QM

Fertility article

The Times 05/03/2002

‘CAN HYPNOSIS HELP TO MAKE YOU PREGNANT?’

Some complementary therapists claim they can aid conception. Suzy Greaves investigates

One in seven women seeks medical help to aid conception. Inevitably, given this demand and the low success rates of conventional treatments for infertility (the IVF rate is 14 per cent) alternative practitioners have not been slow to offer therapies that they claim will increase fertility.

Dr Elizabeth Muir, a clinical psychologist who has specialised in treating infertility for seven years, uses hypnotherapy to help couples for whom there is no apparent medical reason why they should not have a child. Muir believes that the psychological issues surrounding pregnancy are not sufficiently well addressed for many women with fertility problems, and she claims a success rate of 45 per cent for her clients.

“Hypnotherapy works on the premise that the conscious and subconscious minds may be at odds with each other,” she says. “I believe that while a woman might consciously want a baby, her subconscious may be stopping her from getting pregnant. Most women I see have psychosomatic infertility related to conflicts or unresolved issues about having a baby. A combination of counselling and hypnotherapy can remove these problems.”

As with much alternative practice, there is no clinical evidence to support her claims. Lord (Robert) Winston, Professor of Fertility at the University of London and the director of the Infertility Unit at Hammersmith Hospital, is incensed by what he calls “wild claims of success”.

“I have nothing against alternative or complementary therapy,” he says. “Many of them will make you feel better, more confident, more relaxed. But there is no clinical evidence to show that they work as an effective treatment for infertility.”

Muir explains that hypnosis affects the hypothalamus, the neural centre at the base of the brain linked to the pituitary gland and controls the flow of hormones in the body. The hypothalamus is sensitive to stress and acts as a bridge between the emotional and physical, turning emotional messages into physical responses that affect hormone levels.

A study by John Gruzelier, Professor of Psychology at Imperial College School of Medicine, revealed that self-hypnosis could strengthen the immune system by 48 per cent in six weeks. Muir’s theory is also supported in studies by Dr Alice Domar, director of the Beth Israel Deaconess Behavioural Medicine Programme for Infertility in Boston, who examined the relationship between stress and infertility. Her studies documented the success of her mind/body fertility programme, which taught people how to relax and reduce tension.

In the first study, published in 1999 in the Journal of the American Medical Women’s Association, 42 per cent of the 132 infertile women in the programme conceived within six months of completing it. In the second study, published in 2000 in the journal Fertility and Sterility, 55 per cent of the previously infertile women who met regularly in a mind-body programme conceived, compared with 20 per cent of the control group, who used no mind-body techniques and did not attend meetings.

> [TASK OBJECTIVE]
From the fertility article, give again the part that opens with the words containing "In the first" and closes with "not attend meetings.", substituting "comparison group" for "control group".

> [EXTRACTED MATERIAL]
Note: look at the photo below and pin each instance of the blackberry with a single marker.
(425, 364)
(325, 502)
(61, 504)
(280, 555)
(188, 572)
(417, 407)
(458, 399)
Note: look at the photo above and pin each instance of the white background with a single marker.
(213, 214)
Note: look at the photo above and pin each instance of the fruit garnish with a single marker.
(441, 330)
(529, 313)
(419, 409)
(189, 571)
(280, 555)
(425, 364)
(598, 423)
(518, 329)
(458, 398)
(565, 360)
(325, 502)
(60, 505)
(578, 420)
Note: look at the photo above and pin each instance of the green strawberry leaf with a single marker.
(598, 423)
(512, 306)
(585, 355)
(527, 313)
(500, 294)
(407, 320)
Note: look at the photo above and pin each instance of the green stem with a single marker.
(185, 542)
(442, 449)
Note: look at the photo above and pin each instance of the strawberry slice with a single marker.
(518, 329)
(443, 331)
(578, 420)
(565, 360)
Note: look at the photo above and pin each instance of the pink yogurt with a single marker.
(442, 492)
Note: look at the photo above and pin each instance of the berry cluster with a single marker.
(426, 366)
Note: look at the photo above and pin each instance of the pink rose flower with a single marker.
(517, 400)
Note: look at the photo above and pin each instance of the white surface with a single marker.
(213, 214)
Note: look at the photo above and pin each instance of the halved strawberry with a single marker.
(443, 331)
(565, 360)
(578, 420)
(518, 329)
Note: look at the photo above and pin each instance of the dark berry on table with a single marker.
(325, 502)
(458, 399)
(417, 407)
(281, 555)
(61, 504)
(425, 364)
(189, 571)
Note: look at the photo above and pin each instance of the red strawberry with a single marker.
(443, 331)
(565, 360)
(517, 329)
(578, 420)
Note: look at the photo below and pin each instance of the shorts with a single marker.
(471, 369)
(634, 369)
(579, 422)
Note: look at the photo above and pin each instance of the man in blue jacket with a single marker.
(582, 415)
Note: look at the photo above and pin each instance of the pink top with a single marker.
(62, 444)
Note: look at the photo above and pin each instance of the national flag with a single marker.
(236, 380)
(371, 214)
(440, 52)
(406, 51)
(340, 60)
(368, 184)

> [ANSWER TO THIS TASK]
In the first study, published in 1999 in the Journal of the American Medical Women’s Association, 42 per cent of the 132 infertile women in the programme conceived within six months of completing it. In the second study, published in 2000 in the journal Fertility and Sterility, 55 per cent of the previously infertile women who met regularly in a mind-body programme conceived, compared with 20 per cent of the comparison group, who used no mind-body techniques and did not attend meetings.